* _Instruction_
State how many lines in the items below contain the string "shirt". Reply with the number alone.

(Some items)

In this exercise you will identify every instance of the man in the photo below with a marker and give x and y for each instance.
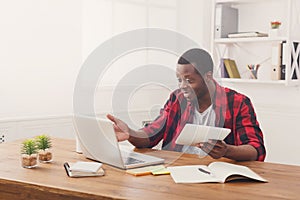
(201, 100)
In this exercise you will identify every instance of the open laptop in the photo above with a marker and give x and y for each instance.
(98, 142)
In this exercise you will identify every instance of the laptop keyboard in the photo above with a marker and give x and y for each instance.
(130, 161)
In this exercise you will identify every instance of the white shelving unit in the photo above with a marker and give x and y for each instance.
(256, 15)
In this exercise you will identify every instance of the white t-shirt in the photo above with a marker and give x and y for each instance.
(207, 118)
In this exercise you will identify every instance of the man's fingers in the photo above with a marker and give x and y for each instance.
(110, 117)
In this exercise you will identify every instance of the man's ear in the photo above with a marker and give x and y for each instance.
(208, 76)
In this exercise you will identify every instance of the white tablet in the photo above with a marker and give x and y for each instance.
(194, 133)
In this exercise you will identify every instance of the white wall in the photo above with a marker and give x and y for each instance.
(40, 56)
(278, 111)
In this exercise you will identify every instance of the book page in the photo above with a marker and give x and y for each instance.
(224, 170)
(192, 174)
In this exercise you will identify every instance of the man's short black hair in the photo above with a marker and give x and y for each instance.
(200, 58)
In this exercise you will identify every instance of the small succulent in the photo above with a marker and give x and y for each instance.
(43, 142)
(29, 147)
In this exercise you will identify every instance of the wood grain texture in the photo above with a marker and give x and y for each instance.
(49, 181)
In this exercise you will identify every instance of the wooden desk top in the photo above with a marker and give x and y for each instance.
(49, 181)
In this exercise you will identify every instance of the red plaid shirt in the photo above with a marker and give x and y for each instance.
(233, 110)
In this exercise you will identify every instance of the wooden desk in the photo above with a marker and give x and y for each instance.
(49, 181)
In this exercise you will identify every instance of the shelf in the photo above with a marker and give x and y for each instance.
(249, 39)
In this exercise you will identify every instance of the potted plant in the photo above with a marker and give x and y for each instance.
(44, 144)
(29, 153)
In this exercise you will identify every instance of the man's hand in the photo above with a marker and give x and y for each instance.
(121, 128)
(214, 148)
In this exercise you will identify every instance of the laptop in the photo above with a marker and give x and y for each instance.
(194, 133)
(98, 141)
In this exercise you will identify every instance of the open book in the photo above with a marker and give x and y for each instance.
(83, 169)
(215, 172)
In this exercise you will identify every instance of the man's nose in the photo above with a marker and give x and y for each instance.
(183, 84)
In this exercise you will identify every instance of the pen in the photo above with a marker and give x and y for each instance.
(204, 171)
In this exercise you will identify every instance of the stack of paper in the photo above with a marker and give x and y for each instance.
(247, 34)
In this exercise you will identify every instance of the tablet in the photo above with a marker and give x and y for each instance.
(194, 133)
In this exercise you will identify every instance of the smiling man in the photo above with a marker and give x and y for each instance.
(201, 100)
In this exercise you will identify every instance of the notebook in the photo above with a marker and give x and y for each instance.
(98, 142)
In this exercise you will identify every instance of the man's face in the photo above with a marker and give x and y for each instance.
(190, 82)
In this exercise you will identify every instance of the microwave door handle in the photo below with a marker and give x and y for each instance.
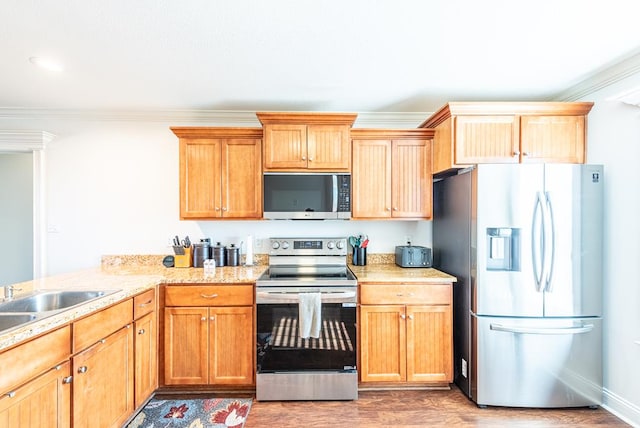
(334, 179)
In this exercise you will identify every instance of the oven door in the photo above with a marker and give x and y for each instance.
(279, 345)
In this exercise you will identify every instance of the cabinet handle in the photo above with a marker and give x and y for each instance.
(209, 296)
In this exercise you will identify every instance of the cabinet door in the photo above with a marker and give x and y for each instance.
(328, 147)
(553, 139)
(146, 358)
(200, 189)
(411, 182)
(371, 179)
(185, 346)
(231, 345)
(285, 146)
(429, 343)
(383, 343)
(487, 139)
(242, 178)
(103, 382)
(42, 402)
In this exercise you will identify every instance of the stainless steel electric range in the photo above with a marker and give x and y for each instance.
(306, 322)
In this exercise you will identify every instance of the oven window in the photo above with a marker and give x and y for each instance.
(280, 347)
(298, 193)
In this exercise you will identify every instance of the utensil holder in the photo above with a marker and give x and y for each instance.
(183, 260)
(359, 256)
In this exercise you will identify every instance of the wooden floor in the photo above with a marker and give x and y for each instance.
(417, 409)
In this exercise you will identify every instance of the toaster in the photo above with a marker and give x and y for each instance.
(413, 256)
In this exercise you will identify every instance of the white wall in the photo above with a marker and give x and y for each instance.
(614, 140)
(112, 188)
(16, 217)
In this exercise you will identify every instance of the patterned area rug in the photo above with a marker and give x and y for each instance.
(201, 413)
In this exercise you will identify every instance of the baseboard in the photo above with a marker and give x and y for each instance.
(628, 412)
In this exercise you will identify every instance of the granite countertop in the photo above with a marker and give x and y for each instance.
(131, 275)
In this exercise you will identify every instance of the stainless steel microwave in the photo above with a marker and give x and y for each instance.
(307, 196)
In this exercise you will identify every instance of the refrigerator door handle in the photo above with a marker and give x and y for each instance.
(552, 244)
(585, 328)
(537, 237)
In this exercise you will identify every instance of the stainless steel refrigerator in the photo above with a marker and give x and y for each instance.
(525, 242)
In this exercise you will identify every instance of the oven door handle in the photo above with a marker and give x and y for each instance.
(288, 297)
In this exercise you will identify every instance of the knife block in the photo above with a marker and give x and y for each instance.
(183, 260)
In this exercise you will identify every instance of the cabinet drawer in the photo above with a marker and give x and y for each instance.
(209, 295)
(34, 357)
(405, 294)
(89, 330)
(144, 303)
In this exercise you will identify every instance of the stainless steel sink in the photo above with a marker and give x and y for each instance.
(46, 301)
(10, 321)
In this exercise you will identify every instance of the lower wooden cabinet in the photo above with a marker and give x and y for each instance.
(208, 345)
(409, 340)
(103, 382)
(43, 402)
(146, 358)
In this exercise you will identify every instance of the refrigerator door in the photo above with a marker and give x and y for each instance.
(537, 362)
(452, 254)
(574, 195)
(507, 240)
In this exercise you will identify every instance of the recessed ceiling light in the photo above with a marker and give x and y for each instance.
(46, 63)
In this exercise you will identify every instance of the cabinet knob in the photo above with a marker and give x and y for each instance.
(209, 296)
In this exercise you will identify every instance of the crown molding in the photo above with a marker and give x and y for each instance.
(24, 141)
(200, 117)
(601, 79)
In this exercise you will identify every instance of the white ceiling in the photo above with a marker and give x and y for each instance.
(331, 55)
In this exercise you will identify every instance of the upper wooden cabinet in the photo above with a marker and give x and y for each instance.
(468, 133)
(220, 173)
(391, 176)
(306, 141)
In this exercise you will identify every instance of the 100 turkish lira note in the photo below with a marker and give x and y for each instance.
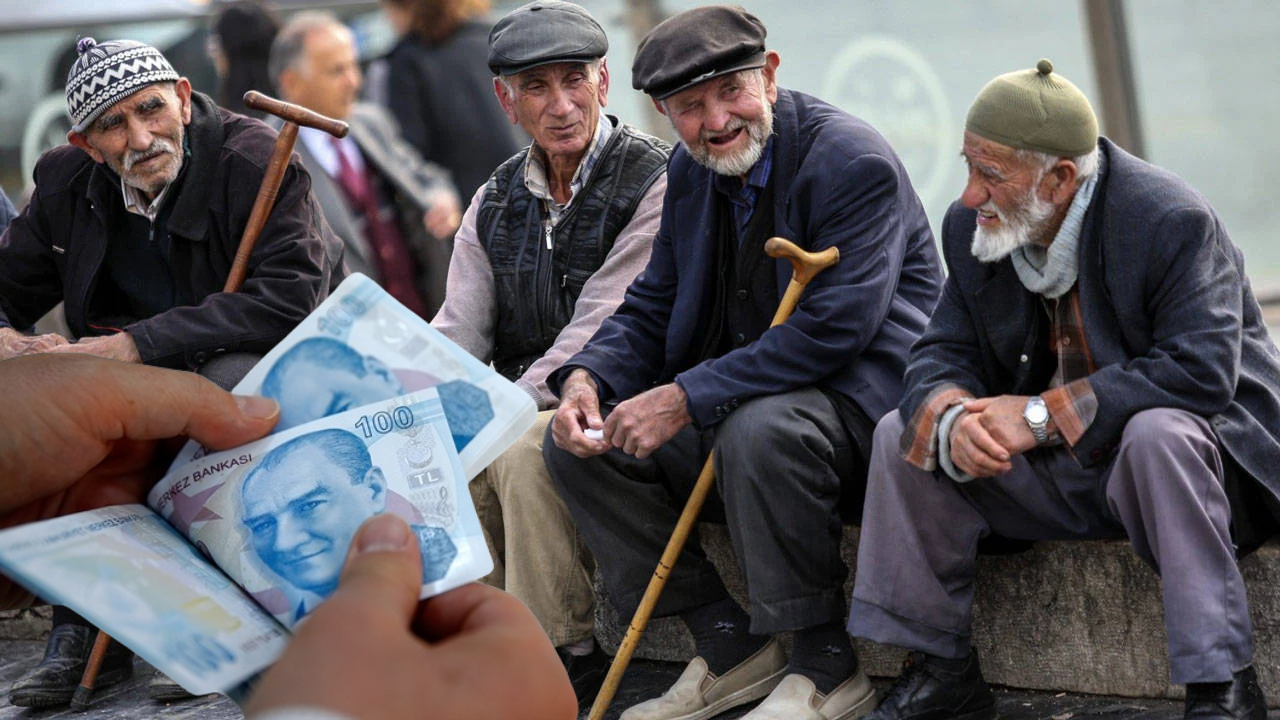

* _Response to this exercise_
2